Passage provided -
1
$\begingroup$

OK, My book has a proof that a continious function defined on $[0,1]$ attains all values between $f(0)$ and $f(1)$ using some ultra case bashy stuff, but I have two different proofs, is those correct ?

(a) Let the desired value be $m$. We prove that there exists a sequence of reals $\{a_i\}_{i=0}^{\infty}$ such that $lim \; a$ exists, and $0 \leq a_i \leq 1$ for all $i$, satsifying $lim\; f(a_i) = m$. So, by the defination of cont

Construction: From the defination of continiuty, for $x \in [0,1]$ given any $\epsilon$, there exists a nonzero $h(\epsilon, x):= \delta$ such that for all $y$ with $|y - x| < \delta$, $|f(y) - f(x) | < \epsilon$ Let $g(\epsilon) := min\{h(\epsilon, x) | x \in [0,1]\}$.

Now, set $\epsilon_0 := 10^{-10000}$. split $[0,1]$ into $ \lfloor \frac{1}{g(\epsilon_0)} \rfloor $ equal intervals $I_1, I_2, \cdots, I_{\text{A big number}}$ , and let $a_0$ be the lower bound of the interval $I_i$, of which $\max{f(x) | x \in I_i} \geq m \geq \min{f(x) | x \in I_i}$.

Now, set $\epsilon_{1} = \epsilon_0^{100000}$, and divide the $I_i$ into $ \lfloor \frac{1}{g(\epsilon_1)} \rfloor $ equal interval, and choose $a_1$ to be the lower bound of the interval $I_{i_{j}}$ for which $\max{f(x) | x \in I_{i_{j}}} \geq m \geq \min{f(x) | x \in I_{i_{j}}}$

Repeat the process.

(b) Another proof: Assume WLOG $f(0) < f(1)$. Let the desired number be $m$. If $f(0) = m$ or $f(1) = m$, then we're done. Otherwise, divide the reals in $[0,1]$ into sets $L$ and $R$ such that:

  1. $y \in L$ if and only if $max\{ f(x) | 0 \leq x \leq y \} \leq a$
  2. Otherwise, put $y$ in $R$.

Now, $L$ exists because as $m \neq f(0)$, we can pick very small epsilon $\epsilon$ such that for $0 \leq x \leq \epsilon$, $f(x) < m$, and $R$ exists by the analogous arguement on $f(1)$.

Now it's well known that a number $y$ exists such that for all member of $L$ is smaller or equal to it, and all members of $R$ is larger or equal to it. As $y$ must be inside $[0,1]$, we're done.

Exercise A -
Please repeat the entries word for word, starting with the first line of the entries and going on through the line with "xmin=85 ymin=168 xmax=130 ymax=192".

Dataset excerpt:
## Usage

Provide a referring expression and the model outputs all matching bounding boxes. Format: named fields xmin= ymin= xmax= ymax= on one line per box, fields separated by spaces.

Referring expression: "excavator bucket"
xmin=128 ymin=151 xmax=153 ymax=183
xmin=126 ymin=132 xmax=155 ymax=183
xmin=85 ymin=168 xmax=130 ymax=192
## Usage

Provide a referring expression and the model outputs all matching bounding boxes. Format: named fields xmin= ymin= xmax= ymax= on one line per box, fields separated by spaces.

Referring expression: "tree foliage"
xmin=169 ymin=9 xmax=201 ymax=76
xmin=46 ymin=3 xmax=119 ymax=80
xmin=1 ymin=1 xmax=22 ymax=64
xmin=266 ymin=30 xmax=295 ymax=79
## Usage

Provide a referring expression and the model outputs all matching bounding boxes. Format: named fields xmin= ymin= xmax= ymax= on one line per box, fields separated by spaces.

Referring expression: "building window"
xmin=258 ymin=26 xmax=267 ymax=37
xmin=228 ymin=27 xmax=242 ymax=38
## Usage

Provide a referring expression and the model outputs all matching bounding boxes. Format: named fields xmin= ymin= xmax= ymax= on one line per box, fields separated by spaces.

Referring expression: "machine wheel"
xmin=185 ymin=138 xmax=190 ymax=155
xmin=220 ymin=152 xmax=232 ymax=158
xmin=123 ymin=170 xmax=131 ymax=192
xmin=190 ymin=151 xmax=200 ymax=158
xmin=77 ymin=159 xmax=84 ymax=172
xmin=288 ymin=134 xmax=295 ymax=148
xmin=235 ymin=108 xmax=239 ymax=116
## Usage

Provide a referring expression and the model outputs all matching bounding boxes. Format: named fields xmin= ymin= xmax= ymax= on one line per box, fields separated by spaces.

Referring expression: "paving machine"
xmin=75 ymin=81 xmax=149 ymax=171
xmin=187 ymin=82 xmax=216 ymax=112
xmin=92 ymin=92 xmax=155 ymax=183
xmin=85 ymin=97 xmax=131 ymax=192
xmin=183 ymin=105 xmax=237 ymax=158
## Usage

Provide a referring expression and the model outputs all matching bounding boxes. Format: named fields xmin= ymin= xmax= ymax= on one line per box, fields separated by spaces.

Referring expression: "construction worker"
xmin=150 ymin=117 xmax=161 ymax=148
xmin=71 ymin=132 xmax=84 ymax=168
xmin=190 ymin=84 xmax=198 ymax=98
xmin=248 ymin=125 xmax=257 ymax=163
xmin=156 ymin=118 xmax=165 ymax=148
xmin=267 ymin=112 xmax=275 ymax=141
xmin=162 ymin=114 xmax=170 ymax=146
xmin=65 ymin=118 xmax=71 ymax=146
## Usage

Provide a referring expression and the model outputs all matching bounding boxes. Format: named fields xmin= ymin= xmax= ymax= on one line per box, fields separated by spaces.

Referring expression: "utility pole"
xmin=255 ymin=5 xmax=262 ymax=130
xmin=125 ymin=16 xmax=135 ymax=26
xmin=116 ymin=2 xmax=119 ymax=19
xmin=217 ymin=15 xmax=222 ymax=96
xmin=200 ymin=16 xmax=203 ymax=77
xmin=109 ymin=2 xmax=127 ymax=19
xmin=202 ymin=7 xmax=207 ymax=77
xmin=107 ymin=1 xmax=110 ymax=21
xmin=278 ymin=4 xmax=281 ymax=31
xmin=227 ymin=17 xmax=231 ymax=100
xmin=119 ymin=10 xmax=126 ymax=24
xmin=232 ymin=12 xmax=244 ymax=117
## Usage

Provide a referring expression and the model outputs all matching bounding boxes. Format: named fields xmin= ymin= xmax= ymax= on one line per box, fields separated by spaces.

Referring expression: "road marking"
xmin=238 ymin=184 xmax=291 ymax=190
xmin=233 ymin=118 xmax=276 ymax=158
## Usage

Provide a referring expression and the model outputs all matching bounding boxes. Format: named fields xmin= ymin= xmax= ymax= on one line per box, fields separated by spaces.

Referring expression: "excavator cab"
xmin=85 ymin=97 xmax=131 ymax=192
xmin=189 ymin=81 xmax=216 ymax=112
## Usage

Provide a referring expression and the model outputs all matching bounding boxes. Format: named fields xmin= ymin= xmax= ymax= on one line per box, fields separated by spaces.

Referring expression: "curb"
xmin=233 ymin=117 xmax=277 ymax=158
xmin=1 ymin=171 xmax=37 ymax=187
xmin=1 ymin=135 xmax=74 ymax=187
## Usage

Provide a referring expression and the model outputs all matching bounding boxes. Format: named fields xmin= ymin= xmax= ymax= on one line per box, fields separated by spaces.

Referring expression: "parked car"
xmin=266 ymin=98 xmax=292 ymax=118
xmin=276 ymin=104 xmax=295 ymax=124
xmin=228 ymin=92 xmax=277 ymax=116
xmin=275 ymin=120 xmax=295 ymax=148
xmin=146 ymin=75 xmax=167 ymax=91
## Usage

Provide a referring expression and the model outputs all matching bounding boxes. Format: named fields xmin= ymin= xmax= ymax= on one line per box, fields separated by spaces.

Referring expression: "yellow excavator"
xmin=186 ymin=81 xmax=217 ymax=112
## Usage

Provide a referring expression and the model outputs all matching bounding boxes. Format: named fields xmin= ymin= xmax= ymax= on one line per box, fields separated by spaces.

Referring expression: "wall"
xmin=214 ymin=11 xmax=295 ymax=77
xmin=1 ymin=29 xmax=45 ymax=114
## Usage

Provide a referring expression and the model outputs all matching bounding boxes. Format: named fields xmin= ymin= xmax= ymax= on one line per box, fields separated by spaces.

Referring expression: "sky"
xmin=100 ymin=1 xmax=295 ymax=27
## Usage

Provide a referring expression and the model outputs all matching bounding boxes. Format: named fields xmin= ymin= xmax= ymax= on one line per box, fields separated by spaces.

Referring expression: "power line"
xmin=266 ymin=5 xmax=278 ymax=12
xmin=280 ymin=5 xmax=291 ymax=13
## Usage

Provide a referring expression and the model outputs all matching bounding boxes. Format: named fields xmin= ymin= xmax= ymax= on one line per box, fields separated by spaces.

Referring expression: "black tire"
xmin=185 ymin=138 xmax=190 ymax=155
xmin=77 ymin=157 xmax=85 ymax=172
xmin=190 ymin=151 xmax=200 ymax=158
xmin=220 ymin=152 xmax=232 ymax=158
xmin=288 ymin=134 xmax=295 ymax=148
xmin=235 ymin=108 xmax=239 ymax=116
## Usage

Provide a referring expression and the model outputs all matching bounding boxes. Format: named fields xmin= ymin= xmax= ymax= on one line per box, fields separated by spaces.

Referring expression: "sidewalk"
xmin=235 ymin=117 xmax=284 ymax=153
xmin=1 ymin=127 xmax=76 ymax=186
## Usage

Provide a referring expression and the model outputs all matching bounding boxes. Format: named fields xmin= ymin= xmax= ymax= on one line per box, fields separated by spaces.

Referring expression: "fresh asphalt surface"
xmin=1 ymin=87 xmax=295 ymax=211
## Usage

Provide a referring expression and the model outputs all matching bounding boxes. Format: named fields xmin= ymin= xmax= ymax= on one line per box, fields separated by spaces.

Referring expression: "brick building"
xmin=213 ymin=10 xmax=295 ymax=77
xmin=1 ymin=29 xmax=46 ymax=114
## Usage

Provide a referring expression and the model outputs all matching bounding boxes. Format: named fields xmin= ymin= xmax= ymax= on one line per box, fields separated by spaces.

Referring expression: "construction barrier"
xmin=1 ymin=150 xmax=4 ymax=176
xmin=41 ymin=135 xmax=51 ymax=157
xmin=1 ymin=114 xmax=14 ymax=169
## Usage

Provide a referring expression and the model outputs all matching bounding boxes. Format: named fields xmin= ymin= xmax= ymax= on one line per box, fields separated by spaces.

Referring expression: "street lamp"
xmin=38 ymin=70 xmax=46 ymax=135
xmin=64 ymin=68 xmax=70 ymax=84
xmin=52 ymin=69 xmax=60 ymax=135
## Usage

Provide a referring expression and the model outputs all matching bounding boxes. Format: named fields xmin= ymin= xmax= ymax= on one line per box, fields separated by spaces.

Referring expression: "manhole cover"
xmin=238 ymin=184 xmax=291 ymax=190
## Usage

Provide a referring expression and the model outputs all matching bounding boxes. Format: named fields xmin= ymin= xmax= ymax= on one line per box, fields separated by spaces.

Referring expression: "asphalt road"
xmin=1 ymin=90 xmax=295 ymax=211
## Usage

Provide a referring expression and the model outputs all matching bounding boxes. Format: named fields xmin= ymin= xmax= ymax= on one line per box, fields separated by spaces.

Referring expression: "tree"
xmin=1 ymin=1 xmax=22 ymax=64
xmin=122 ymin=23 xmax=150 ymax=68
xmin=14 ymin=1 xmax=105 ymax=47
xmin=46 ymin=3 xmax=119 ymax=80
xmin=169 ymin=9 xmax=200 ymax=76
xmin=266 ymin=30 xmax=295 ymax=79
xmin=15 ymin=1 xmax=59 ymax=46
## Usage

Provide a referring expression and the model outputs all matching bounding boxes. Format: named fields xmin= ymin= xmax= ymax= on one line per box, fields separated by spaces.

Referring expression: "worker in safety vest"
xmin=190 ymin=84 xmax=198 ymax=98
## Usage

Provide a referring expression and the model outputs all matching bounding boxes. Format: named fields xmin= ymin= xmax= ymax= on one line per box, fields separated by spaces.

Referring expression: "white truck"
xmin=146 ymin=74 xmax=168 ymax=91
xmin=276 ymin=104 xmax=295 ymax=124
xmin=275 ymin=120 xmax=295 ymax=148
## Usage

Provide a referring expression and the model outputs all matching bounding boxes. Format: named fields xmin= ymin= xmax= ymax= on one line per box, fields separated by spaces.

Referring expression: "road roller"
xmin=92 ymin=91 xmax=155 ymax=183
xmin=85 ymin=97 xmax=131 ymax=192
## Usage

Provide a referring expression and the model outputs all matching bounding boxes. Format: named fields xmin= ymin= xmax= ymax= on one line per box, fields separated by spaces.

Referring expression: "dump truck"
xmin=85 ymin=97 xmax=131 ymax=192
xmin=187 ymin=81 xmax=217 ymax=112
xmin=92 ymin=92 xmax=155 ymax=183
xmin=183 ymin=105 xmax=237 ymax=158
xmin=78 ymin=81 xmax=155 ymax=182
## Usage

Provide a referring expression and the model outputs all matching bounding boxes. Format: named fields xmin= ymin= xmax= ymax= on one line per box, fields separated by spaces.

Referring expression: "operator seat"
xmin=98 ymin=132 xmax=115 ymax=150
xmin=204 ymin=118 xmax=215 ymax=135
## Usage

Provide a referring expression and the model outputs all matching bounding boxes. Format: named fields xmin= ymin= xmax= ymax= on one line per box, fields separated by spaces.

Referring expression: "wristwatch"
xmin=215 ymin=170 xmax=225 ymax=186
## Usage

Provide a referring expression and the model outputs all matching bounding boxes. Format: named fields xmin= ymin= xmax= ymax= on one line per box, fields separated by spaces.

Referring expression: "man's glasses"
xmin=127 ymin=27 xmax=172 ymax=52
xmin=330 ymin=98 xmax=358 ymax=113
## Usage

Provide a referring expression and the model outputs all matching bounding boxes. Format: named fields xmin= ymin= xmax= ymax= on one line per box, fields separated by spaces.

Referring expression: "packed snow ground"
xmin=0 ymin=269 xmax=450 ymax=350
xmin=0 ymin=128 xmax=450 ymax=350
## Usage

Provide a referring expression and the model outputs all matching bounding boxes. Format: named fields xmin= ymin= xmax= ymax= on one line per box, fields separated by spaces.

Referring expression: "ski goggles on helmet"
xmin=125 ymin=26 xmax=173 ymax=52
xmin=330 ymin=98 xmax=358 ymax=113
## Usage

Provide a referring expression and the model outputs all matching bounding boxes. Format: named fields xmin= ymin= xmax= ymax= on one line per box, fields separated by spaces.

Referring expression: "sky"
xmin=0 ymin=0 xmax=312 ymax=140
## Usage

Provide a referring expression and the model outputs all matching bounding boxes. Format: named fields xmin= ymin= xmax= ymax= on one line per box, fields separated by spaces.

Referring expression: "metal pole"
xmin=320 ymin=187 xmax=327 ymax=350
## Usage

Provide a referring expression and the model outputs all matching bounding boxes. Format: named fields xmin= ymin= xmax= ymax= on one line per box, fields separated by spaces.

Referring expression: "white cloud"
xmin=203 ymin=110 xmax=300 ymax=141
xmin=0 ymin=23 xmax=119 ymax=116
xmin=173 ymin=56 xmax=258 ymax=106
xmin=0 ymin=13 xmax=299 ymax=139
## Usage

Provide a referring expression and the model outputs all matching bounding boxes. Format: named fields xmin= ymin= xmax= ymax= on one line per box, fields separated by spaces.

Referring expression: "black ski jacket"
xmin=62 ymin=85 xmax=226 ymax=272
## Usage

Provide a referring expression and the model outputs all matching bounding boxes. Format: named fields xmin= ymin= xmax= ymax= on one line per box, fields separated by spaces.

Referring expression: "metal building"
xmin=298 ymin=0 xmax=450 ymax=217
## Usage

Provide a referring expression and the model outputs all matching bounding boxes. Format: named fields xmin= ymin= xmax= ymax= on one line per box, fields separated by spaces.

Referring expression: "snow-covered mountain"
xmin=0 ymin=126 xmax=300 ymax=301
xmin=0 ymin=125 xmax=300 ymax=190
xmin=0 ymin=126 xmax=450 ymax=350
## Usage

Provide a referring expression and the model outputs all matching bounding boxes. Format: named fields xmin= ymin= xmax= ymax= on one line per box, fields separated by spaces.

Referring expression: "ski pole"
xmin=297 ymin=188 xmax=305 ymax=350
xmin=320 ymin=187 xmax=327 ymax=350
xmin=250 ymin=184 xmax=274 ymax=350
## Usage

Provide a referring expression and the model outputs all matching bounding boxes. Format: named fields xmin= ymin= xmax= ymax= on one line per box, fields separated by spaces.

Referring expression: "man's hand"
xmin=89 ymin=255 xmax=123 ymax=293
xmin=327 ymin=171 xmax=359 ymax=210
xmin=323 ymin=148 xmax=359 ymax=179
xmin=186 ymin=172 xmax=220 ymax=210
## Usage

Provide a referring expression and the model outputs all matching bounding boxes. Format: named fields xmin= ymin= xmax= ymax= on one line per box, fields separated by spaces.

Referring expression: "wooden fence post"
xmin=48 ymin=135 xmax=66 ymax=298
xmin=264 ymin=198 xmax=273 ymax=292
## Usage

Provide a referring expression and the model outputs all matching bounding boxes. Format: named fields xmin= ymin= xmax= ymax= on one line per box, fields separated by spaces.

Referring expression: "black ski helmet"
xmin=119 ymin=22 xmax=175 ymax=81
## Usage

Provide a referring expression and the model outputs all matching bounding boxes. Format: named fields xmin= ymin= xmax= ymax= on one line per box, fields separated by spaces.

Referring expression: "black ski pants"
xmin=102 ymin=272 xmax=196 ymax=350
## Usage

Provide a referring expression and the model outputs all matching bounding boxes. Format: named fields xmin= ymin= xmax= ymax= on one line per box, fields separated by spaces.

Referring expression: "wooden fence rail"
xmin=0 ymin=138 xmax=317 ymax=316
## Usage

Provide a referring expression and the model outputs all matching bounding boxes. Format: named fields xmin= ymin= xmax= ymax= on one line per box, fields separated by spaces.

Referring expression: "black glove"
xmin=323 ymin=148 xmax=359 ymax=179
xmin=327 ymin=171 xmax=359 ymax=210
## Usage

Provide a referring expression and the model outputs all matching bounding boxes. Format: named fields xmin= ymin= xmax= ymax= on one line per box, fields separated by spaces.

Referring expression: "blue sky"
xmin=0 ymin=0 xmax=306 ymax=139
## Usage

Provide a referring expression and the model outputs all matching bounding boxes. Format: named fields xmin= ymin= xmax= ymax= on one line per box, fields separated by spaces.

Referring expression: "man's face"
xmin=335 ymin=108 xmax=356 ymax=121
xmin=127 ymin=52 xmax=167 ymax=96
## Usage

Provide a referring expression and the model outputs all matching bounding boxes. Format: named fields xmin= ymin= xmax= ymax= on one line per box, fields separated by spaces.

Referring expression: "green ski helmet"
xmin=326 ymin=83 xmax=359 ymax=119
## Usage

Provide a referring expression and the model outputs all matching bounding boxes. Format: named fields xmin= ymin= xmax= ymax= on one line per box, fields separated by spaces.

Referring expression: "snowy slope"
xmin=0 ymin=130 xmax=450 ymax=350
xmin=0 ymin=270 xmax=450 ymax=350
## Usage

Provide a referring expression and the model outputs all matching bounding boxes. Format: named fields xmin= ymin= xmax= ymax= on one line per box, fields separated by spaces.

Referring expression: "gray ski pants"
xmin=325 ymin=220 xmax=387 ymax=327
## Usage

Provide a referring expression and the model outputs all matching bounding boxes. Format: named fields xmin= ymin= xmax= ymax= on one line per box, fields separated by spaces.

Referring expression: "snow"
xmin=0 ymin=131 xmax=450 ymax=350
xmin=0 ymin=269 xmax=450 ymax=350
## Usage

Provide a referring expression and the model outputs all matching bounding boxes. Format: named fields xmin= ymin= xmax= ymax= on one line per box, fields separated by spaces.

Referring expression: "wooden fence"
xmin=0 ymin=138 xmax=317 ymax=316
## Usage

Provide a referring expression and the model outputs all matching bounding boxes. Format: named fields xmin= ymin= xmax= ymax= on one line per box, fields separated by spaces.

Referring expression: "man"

Exercise B -
Reproduce the part of the forum post on continuous functions that starts with "Now, set $\epsilon_0" and goes on through "Repeat the process.", word for word.

Answer A -
## Usage

Provide a referring expression and the model outputs all matching bounding boxes. Format: named fields xmin= ymin= xmax= ymax= on one line per box, fields separated by spaces.

Referring expression: "excavator bucket"
xmin=128 ymin=151 xmax=153 ymax=183
xmin=126 ymin=132 xmax=155 ymax=183
xmin=85 ymin=168 xmax=130 ymax=192

Answer B -
Now, set $\epsilon_0 := 10^{-10000}$. split $[0,1]$ into $ \lfloor \frac{1}{g(\epsilon_0)} \rfloor $ equal intervals $I_1, I_2, \cdots, I_{\text{A big number}}$ , and let $a_0$ be the lower bound of the interval $I_i$, of which $\max{f(x) | x \in I_i} \geq m \geq \min{f(x) | x \in I_i}$.

Now, set $\epsilon_{1} = \epsilon_0^{100000}$, and divide the $I_i$ into $ \lfloor \frac{1}{g(\epsilon_1)} \rfloor $ equal interval, and choose $a_1$ to be the lower bound of the interval $I_{i_{j}}$ for which $\max{f(x) | x \in I_{i_{j}}} \geq m \geq \min{f(x) | x \in I_{i_{j}}}$

Repeat the process.